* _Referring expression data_
———

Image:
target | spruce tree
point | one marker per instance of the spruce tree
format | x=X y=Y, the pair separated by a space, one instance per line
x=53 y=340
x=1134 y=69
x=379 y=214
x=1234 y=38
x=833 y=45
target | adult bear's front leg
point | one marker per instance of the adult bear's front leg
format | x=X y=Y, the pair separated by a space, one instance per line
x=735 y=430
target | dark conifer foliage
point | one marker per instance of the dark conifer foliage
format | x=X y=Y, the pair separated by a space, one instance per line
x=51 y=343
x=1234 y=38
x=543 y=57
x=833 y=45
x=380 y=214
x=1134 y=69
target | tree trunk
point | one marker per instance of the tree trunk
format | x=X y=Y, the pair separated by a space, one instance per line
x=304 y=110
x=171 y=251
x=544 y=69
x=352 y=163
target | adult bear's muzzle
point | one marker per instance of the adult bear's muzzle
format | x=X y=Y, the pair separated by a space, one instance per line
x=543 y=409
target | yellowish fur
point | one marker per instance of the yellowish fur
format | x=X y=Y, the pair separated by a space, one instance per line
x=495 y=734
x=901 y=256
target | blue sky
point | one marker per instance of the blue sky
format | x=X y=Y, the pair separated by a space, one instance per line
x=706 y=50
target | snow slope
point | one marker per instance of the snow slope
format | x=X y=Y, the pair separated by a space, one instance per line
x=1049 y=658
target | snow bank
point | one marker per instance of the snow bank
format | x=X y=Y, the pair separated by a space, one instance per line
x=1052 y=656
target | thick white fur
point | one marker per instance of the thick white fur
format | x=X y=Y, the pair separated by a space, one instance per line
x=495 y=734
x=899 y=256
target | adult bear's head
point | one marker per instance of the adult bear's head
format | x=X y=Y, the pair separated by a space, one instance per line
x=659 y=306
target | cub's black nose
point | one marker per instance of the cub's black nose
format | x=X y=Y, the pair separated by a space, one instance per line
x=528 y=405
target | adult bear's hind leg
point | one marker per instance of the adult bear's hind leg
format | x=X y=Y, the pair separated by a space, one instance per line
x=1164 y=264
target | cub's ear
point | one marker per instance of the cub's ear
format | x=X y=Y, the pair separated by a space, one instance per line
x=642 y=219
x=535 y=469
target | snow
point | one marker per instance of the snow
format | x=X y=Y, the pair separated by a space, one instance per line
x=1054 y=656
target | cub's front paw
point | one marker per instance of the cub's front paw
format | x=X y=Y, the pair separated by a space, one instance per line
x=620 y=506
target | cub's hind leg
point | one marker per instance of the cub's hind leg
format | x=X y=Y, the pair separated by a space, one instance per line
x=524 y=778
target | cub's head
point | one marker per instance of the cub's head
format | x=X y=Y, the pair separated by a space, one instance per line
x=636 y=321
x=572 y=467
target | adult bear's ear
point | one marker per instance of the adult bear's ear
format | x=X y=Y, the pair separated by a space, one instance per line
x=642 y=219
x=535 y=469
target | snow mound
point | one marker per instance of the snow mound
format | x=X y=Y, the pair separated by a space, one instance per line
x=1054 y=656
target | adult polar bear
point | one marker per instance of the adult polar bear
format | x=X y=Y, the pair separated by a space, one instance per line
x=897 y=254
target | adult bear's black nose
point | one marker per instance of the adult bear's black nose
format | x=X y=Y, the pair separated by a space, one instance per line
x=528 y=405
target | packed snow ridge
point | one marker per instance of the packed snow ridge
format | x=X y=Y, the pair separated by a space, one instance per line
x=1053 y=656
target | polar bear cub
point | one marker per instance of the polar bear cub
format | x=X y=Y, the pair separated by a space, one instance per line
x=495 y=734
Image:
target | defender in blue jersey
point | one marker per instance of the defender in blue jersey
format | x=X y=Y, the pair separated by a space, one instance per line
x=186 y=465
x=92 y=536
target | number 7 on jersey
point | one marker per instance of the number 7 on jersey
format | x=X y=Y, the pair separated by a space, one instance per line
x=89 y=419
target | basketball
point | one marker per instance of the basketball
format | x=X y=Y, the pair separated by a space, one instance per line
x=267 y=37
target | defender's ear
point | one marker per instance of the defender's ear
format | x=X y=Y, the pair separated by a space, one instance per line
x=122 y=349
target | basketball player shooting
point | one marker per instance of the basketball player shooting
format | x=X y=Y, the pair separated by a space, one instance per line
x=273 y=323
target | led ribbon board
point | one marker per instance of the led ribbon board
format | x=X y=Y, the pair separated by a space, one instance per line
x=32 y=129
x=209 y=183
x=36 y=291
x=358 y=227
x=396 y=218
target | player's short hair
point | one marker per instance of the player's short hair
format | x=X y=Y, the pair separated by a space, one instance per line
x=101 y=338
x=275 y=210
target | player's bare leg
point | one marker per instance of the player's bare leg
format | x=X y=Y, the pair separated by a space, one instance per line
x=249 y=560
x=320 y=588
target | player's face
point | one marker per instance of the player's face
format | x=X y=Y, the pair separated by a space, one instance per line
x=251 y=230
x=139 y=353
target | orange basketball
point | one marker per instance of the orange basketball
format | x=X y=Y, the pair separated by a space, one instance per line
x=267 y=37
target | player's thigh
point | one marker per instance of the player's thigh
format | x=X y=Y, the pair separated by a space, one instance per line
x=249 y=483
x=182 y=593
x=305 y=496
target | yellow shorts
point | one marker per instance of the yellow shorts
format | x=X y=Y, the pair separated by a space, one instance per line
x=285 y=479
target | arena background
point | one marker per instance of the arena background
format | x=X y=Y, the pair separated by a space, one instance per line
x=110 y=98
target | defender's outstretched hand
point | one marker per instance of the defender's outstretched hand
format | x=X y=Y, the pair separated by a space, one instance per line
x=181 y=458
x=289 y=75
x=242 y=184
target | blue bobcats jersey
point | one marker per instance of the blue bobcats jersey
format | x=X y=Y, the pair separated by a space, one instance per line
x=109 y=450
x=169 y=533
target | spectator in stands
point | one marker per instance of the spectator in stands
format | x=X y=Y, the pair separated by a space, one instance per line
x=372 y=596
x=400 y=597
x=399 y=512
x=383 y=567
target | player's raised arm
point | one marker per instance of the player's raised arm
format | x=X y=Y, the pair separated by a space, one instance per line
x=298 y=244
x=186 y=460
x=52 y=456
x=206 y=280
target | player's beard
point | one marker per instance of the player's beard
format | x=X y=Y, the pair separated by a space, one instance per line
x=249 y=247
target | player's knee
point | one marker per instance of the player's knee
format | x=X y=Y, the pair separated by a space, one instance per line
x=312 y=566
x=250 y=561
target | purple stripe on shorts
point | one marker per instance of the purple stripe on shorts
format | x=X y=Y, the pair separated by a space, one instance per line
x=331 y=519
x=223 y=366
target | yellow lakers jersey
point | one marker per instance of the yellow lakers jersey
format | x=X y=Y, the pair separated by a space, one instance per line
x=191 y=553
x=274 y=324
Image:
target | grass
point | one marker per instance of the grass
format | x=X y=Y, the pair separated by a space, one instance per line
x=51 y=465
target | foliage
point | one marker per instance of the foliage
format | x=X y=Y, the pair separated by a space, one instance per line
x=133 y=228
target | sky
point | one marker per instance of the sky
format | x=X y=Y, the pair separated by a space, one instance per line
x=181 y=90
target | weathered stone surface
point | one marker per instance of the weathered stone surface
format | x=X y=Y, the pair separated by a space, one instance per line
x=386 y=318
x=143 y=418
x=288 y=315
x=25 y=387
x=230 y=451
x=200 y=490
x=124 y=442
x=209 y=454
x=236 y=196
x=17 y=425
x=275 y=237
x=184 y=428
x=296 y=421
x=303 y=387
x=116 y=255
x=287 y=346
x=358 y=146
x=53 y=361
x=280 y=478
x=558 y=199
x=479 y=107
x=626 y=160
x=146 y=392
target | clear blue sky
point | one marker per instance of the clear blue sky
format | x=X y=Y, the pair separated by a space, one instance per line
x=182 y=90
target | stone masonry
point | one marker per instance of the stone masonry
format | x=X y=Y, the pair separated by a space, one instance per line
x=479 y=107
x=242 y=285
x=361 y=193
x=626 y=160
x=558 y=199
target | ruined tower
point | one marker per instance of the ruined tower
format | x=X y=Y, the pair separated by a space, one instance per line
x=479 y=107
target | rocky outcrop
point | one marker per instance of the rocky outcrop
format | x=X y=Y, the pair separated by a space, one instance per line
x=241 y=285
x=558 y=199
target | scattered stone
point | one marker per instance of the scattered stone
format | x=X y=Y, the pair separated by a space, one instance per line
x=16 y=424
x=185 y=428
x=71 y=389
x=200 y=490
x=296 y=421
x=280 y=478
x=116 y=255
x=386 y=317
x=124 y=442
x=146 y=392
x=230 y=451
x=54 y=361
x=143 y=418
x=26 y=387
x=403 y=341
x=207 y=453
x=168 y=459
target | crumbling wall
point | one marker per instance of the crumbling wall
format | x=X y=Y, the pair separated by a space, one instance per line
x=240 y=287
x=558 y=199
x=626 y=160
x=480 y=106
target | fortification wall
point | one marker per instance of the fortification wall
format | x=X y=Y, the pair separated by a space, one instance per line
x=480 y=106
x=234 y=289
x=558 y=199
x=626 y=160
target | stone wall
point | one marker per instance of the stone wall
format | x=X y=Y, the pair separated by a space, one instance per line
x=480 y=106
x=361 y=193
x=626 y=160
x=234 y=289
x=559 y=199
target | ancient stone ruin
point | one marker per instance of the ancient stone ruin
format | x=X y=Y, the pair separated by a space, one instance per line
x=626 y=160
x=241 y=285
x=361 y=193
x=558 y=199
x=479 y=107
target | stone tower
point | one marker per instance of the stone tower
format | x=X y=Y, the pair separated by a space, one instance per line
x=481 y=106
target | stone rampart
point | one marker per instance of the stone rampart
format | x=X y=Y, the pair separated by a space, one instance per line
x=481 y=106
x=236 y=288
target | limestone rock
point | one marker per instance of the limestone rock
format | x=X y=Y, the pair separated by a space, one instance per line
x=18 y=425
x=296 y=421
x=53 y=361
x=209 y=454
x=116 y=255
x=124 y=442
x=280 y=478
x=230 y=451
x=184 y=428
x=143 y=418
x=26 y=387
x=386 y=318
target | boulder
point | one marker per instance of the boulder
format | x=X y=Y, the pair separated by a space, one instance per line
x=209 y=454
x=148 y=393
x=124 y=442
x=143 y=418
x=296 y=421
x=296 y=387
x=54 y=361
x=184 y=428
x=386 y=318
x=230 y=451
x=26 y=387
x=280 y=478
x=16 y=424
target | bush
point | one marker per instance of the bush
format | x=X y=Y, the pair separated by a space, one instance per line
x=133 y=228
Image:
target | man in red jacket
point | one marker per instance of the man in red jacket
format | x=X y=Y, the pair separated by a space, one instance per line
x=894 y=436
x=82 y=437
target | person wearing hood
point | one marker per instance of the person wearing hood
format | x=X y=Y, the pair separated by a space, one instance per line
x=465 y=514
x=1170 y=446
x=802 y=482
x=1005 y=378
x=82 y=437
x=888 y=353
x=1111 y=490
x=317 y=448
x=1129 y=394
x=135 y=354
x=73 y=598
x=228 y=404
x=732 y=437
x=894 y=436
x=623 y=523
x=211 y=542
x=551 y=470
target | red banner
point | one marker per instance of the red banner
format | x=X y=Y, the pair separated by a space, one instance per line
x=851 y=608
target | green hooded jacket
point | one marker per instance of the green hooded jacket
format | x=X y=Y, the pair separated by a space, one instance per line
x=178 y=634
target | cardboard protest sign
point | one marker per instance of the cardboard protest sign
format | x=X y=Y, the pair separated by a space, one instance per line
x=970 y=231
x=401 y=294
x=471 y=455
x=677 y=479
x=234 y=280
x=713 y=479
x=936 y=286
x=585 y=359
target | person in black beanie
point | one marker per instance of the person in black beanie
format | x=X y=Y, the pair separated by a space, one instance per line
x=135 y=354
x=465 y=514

———

* _Task objective_
Tally the lines above containing "crumbling". Number only.

* _Response_
2